**Given entries:**

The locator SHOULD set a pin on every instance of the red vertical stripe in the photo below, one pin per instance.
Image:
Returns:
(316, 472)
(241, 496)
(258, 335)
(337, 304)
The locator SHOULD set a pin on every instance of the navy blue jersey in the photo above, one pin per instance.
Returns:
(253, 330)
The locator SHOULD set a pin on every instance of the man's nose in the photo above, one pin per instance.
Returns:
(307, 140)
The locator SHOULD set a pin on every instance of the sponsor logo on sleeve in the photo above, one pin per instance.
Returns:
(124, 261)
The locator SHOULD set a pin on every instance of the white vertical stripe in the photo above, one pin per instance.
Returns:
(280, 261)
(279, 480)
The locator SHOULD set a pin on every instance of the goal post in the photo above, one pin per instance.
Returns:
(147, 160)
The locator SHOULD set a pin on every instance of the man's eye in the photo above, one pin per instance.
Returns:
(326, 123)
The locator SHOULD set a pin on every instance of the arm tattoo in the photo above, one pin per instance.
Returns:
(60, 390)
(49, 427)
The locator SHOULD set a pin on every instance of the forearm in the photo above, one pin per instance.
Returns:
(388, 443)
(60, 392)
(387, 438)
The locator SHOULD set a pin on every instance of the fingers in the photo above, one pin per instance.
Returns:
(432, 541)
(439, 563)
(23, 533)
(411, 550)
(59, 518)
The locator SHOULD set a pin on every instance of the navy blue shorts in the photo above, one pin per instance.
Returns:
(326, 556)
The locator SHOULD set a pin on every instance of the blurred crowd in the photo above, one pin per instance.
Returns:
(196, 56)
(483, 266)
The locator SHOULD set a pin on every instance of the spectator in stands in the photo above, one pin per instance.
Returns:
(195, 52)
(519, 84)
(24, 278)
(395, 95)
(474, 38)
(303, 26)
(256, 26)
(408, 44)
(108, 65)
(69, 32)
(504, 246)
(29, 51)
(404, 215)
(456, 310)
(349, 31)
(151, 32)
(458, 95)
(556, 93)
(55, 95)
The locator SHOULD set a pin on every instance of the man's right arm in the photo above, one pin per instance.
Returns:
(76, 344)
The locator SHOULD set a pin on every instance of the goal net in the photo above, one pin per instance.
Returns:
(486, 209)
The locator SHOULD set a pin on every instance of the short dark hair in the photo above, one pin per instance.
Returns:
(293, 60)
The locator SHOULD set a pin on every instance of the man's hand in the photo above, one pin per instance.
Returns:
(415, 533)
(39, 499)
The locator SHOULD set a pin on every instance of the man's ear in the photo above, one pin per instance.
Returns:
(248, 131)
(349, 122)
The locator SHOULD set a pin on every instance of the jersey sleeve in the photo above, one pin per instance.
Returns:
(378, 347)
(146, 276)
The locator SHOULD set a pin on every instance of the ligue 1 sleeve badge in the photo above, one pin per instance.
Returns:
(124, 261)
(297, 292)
* * *
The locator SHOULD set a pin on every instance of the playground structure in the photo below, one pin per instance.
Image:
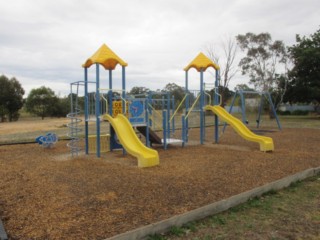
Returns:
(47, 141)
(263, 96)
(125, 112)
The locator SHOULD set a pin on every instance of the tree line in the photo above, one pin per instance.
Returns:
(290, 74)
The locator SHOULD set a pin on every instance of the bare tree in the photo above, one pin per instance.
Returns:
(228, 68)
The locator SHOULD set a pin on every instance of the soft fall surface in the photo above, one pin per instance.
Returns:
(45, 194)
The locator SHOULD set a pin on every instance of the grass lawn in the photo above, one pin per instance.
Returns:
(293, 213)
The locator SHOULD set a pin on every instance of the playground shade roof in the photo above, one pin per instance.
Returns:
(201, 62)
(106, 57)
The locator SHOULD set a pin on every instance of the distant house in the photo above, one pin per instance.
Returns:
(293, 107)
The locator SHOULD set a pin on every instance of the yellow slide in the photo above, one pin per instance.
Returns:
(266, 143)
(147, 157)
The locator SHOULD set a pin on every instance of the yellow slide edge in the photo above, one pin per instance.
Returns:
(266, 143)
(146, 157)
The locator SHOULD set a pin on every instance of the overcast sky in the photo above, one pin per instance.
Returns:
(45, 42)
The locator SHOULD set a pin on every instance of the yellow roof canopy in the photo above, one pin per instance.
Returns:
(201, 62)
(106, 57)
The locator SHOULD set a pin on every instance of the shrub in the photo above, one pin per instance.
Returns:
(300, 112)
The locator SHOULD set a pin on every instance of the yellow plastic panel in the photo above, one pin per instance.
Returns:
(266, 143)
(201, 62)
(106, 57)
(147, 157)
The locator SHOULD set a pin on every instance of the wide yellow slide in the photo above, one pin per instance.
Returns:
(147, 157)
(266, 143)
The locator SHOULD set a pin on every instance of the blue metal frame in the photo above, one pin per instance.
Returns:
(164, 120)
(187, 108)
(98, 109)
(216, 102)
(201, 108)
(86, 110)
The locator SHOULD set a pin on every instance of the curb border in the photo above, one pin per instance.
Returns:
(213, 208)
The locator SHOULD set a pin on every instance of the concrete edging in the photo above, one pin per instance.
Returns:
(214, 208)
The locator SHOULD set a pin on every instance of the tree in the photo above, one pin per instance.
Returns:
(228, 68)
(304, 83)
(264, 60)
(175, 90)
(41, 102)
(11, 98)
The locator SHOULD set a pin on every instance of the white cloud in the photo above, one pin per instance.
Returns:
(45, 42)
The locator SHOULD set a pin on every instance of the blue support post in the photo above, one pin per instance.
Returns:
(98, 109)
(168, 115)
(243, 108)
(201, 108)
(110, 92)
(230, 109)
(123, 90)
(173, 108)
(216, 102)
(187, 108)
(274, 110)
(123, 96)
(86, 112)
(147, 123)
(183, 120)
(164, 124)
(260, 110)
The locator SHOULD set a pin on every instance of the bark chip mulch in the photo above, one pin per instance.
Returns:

**Exercise prompt:** In the entries above, find the line with "yellow slide edge" and the line with "the blue support", then restate word for word both of them and every line between, with nothing more.

**Task output:**
The locator SHOULD set a pin on every instance of the yellow slide edge in the photo above, one pin per instance.
Returns:
(266, 143)
(146, 157)
The locator SHOULD set a pin on every instance of the overcast sky in the photo above, one pin per instance.
Returns:
(45, 42)
The locator SHOULD set a pin on every instance of the yellow roof canopy in the photo above, one pin per instance.
Returns:
(201, 62)
(106, 57)
The locator SHOULD set a pin on every instance of the shrub in the photo above, one pin per instance.
Returns:
(300, 112)
The locator SHOULD set a pin on every instance of the yellow plastic panel in the photo above, one pin per instance.
Returns:
(266, 143)
(201, 62)
(106, 57)
(147, 157)
The locator SHOULD set a pin on every instance of the wide yellow slide in the photo above, one pin per instance.
Returns:
(147, 157)
(266, 143)
The locator SHOULD set a pin on every instance of the blue metal frame in the photo above, one pin per instance.
Returns:
(164, 120)
(187, 108)
(98, 109)
(216, 102)
(201, 108)
(86, 110)
The locator SHOULD set a pin on every instance of the curb border in the photo above, one pin per instance.
Returns:
(213, 208)
The locator SHOULD set a pin on every instance of the concrete edging in the photo above, one pin per instance.
Returns:
(214, 208)
The locator SHOULD set a pin on every instance of the tree in the photo above, one pin per instance.
Returns:
(228, 68)
(304, 83)
(264, 60)
(175, 90)
(41, 102)
(11, 98)
The locator SHOULD set a pin on every instance of the white cloud in the photo above, one pin per instance.
Returns:
(45, 42)
The locator SHOULD set a pin on every instance of the blue support post in the photo above, one pin per instance.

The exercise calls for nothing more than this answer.